# REQUIREMENTS
Identify each line of the listing below that contains the string "leaf", and copy those lines.

# DATA FOR THE TASK
------------

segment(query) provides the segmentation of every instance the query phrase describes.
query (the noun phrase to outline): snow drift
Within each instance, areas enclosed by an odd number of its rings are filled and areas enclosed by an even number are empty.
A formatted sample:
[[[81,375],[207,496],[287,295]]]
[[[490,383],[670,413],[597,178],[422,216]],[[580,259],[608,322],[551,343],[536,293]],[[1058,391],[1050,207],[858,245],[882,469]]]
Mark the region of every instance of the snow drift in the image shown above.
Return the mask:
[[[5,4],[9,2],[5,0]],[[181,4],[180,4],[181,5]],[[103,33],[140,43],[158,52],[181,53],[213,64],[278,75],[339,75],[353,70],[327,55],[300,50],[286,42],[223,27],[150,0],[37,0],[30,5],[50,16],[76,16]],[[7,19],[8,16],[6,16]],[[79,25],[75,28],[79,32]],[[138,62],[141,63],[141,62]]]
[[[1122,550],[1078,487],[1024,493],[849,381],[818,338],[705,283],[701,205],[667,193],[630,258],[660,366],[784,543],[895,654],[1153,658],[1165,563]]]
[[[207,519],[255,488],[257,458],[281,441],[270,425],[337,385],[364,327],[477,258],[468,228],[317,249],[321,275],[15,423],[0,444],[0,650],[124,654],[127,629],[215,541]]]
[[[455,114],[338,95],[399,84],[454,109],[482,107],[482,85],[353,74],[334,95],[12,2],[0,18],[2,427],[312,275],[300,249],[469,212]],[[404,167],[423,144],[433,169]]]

------------

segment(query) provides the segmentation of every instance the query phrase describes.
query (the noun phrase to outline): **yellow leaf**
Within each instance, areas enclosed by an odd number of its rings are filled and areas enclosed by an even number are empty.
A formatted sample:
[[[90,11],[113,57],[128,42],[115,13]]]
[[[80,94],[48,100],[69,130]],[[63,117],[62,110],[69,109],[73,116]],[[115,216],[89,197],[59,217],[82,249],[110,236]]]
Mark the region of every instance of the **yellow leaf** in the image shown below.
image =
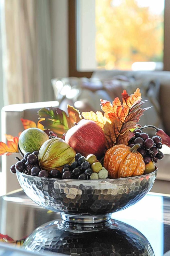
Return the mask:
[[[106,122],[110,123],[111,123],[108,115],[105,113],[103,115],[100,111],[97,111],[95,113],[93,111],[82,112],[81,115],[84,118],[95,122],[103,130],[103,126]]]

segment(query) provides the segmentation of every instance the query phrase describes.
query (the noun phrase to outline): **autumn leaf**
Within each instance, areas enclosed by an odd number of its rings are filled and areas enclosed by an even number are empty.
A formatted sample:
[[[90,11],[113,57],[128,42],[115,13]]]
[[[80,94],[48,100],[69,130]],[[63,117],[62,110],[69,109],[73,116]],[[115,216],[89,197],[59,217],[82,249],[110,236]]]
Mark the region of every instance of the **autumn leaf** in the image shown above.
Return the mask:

------------

# PROBLEM SOLUTION
query (the noun phrase to outline): **yellow leaf**
Mark the region of every instance of the **yellow leaf** in the image shown below.
query (the noun phrase to outline): **autumn leaf**
Mark the region of every instance of the **autumn leaf** in the image shown above.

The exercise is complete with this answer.